══ SELECTED EXCERPT

You can use ML to make money on encrypted stock data for free. Think Kaggle but the winning models are used to trade.
I'm Kris, the guy who wrote the article that started this thread. Thanks to all who have read my article and taken the time to comment. In the context of my motivation for starting my blog, it means a lot. I'm an engineer who became interested in quantitative finance and machine learning a few years ago. I learned how to code and apply my maths and stats knowledge to finance independently - no formal training whatsoever. This meant that for a long time I was conducting research and developing trading systems in a vacuum; I had no one to bounce ideas off or learn from. So I started writing about what I was doing in the hopes of getting some feedback. So thank you all for providing some. The insights were immensely valuable and I learned a lot.
I thought it would be useful to respond to some of the comments.
mathgenius brought up the extremely valid point that regular k-fold cross validation in a time series context doesn't make sense since the data is autocorrelated, not iid. I no longer use this approach for time series data, instead favoring Rob Hyndman's time series cross validation approach, also known as forward chaining. I believe this approach is the best representation of a real trading environment. The issue becomes deciding how large the rolling window of training data should be - older data may be obsolete, but excluding too much history can lead to not enough training instances.
dpweb raises a good point too, namely that just because your model performed well on past data, even if that data was out of sample, there is no guarantee that the future will be sufficiently like the past, meaning that your model may well become useless at some point in time (possibly very quickly). This is a valid point, but no reason to abandon the markets. It does however require that any algorithm's live performance be objectively monitored such that the level of deviation from expected performance can be statistically quantified. Once a pre-determined confidence level in the model's obsolescence is reached, it should be removed from the portfolio.
mcbrown's comment about publication bias is a good one too. Even worse, I've personally developed hundreds of trading systems that I haven't published. Other bloggers and publishers have most likely also done the same. This form of selection bias is very likely rampant, and is especially applicable to models 'discovered' using machine learning techniques that may not be rooted in traditional economic or financial principles. The moral: absent some form of robust accounting for selection bias, view all of these types of systems with a healthy dose of skepticism, and the published performance as a theoretical upper limit to what could be achieved in practice.
hendzen's point about partnering with a fund or proprietary trading company rather than running your reliable, alpha generating strategy yourself is also a valid one. I have happily found this out for myself recently.
Also, lordnacho is spot on regarding his take on the utility of data mining in finance.
Thanks again for all the comments!

════
══ DATA PROVIDED

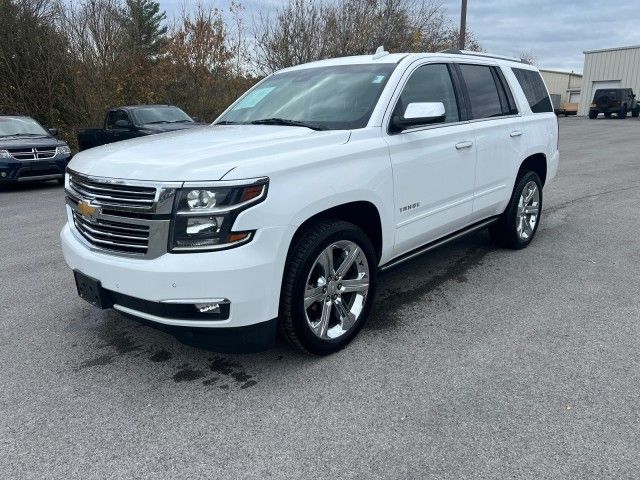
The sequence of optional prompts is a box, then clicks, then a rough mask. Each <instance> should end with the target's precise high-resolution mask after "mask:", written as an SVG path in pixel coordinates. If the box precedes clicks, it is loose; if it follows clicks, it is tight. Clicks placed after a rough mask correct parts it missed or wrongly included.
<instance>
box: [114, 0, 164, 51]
mask: <svg viewBox="0 0 640 480" xmlns="http://www.w3.org/2000/svg"><path fill="white" fill-rule="evenodd" d="M166 18H167V14H166V12H164V11H163V12H161V11H160V4H159V3H158V2H154V1H153V0H126V6H125V7H124V8H123V11H122V22H123V25H124V28H125V31H126V33H127V40H128V43H129V45H130V47H131V49H132V50H133V52H134V53H136V54H138V55H140V56H142V57H145V58H154V57H155V56H157V55H158V54H159V53H161V52H162V49H163V48H164V46H165V45H166V42H167V36H166V35H167V27H166V25H163V23H164V21H165V20H166Z"/></svg>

════

◆ ABOUT THIS TASK ◆
Answer these questions from the forum post on machine learning and trading:
1. Which cross validation approach does the writer now favor for time series data?
2. At what point should a model be removed from the portfolio?
3. How should the published performance of such systems be viewed?

◆ ANSWER FOR THIS EXERCISE ◆
1. Rob Hyndman's time series cross validation approach, also known as forward chaining.
2. Once a pre-determined confidence level in the model's obsolescence is reached.
3. As a theoretical upper limit to what could be achieved in practice.